Dara Massicot: Zero learning.
Michael Kofman: It's actually remarkable because you would assume that he would literally not attempt the same things that they had tried at the beginning of the war, and it's phenomenal because they literally attempted the exact same thing along a spread front where they could establish no significant advantage in correlation of forces along any fight. They essentially got stopped with no gains at Vuhledar, at Avdiivka, at Marinka, by Kreminna, didn't get anywhere near Kupiansk, not a lot of progress with Bilohorivka. Only place you can look to is Bakhmut, which is the one place where Wagner was fighting backed by the Russian Airborne, but that's a battle that goes all the way back to August. So, it the spread offense of basically... I don't know, you and I have similar thoughts on Gerasimov, but-
Dara Massicot: It's pretty bad, guys. This is the thing, when they announced this in January, I had a pretty negative reaction to it. They just don't learn and this guy botched the initial offensive. They put in a new guy who seemed to have a pretty appropriate understanding of the position they were in, wanted to go onto the defensive, and before demoting him, publicly humiliate him by making him go before Shoigu to do this press conference about why we need to withdraw from Kherson, blah, blah, blah. They've never done that before and they've never done it since. Anyway, it's personality politics here, and so you give Gerasimov a second opportunity to excel, and I mean that in the sarcastic way, and he did the exact same thing, just continuing to fail in repetitive, yet intricate ways, and it's astounding.
Michael Kofman: He exhausts the force once again, and he does the Ukrainian military the biggest favor he can by putting them at least in a much better position that they might have been for this offensive operation. His offensive creates a whole lot more casualties, he weighs several naval infantry brigades with Vuhledar. A whole bunch of mobilized personnel get rotated into the fight at Avdiivka. That's where a lot of the complaint videos came from on YouTube, for those of you who had seen them.

#### PROVIDED DATA:

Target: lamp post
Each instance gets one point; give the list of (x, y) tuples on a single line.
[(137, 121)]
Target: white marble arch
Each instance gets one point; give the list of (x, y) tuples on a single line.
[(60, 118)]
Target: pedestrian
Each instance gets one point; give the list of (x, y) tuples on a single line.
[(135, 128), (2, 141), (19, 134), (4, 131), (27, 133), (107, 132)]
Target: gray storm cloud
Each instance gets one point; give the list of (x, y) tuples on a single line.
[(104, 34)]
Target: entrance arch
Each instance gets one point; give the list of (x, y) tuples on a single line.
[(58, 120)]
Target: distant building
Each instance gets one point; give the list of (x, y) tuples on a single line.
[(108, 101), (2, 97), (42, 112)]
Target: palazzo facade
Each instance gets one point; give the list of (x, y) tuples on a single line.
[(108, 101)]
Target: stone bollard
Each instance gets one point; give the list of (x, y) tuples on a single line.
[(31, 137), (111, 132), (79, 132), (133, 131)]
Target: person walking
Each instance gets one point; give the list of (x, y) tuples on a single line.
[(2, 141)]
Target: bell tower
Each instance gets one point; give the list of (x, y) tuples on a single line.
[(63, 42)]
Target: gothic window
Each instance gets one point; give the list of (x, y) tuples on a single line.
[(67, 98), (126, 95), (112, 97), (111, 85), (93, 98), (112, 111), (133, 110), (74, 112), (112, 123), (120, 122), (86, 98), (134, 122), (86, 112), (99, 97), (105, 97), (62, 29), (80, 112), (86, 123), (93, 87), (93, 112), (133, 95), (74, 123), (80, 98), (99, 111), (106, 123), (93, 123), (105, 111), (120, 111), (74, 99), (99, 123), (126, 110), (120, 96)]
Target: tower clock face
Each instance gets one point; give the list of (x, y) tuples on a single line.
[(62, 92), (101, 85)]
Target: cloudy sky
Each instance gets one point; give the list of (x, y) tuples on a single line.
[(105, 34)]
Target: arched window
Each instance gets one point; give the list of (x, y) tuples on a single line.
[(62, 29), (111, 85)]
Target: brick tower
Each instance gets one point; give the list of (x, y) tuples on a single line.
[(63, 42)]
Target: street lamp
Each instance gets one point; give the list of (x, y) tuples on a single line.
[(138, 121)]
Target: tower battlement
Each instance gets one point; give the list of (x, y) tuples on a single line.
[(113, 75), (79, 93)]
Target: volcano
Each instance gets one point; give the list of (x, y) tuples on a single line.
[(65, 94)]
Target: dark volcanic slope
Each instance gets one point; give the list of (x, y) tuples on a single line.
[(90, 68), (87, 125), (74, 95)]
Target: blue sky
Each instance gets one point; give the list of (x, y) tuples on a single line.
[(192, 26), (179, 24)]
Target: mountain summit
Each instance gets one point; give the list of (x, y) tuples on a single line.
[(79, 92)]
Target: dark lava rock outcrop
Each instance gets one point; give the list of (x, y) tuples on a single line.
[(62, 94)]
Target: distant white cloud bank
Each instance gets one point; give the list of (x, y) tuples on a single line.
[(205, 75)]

#### CHALLENGES:
1: Could you quote the full discussion of Gerasimov's offensive word for word?
2: Could you put the stretch of the entries from the line containing "Target: blue sky" through the final line of the entries into a Markdown table with the columns Row and Line, with each row holding a row number and one line, and leaving out any blank lines?

#### SOLUTIONS BELOW:
1:
Dara Massicot: Zero learning.
Michael Kofman: It's actually remarkable because you would assume that he would literally not attempt the same things that they had tried at the beginning of the war, and it's phenomenal because they literally attempted the exact same thing along a spread front where they could establish no significant advantage in correlation of forces along any fight. They essentially got stopped with no gains at Vuhledar, at Avdiivka, at Marinka, by Kreminna, didn't get anywhere near Kupiansk, not a lot of progress with Bilohorivka. Only place you can look to is Bakhmut, which is the one place where Wagner was fighting backed by the Russian Airborne, but that's a battle that goes all the way back to August. So, it the spread offense of basically... I don't know, you and I have similar thoughts on Gerasimov, but-
Dara Massicot: It's pretty bad, guys. This is the thing, when they announced this in January, I had a pretty negative reaction to it. They just don't learn and this guy botched the initial offensive. They put in a new guy who seemed to have a pretty appropriate understanding of the position they were in, wanted to go onto the defensive, and before demoting him, publicly humiliate him by making him go before Shoigu to do this press conference about why we need to withdraw from Kherson, blah, blah, blah. They've never done that before and they've never done it since. Anyway, it's personality politics here, and so you give Gerasimov a second opportunity to excel, and I mean that in the sarcastic way, and he did the exact same thing, just continuing to fail in repetitive, yet intricate ways, and it's astounding.
Michael Kofman: He exhausts the force once again, and he does the Ukrainian military the biggest favor he can by putting them at least in a much better position that they might have been for this offensive operation. His offensive creates a whole lot more casualties, he weighs several naval infantry brigades with Vuhledar. A whole bunch of mobilized personnel get rotated into the fight at Avdiivka. That's where a lot of the complaint videos came from on YouTube, for those of you who had seen them.

2:
| Row | Line |
|---|---|
| 1 | Target: blue sky |
| 2 | Each instance gets one point; give the list of (x, y) tuples on a single line. |
| 3 | [(192, 26), (179, 24)] |
| 4 | Target: mountain summit |
| 5 | Each instance gets one point; give the list of (x, y) tuples on a single line. |
| 6 | [(79, 92)] |
| 7 | Target: dark lava rock outcrop |
| 8 | Each instance gets one point; give the list of (x, y) tuples on a single line. |
| 9 | [(62, 94)] |
| 10 | Target: distant white cloud bank |
| 11 | Each instance gets one point; give the list of (x, y) tuples on a single line. |
| 12 | [(205, 75)] |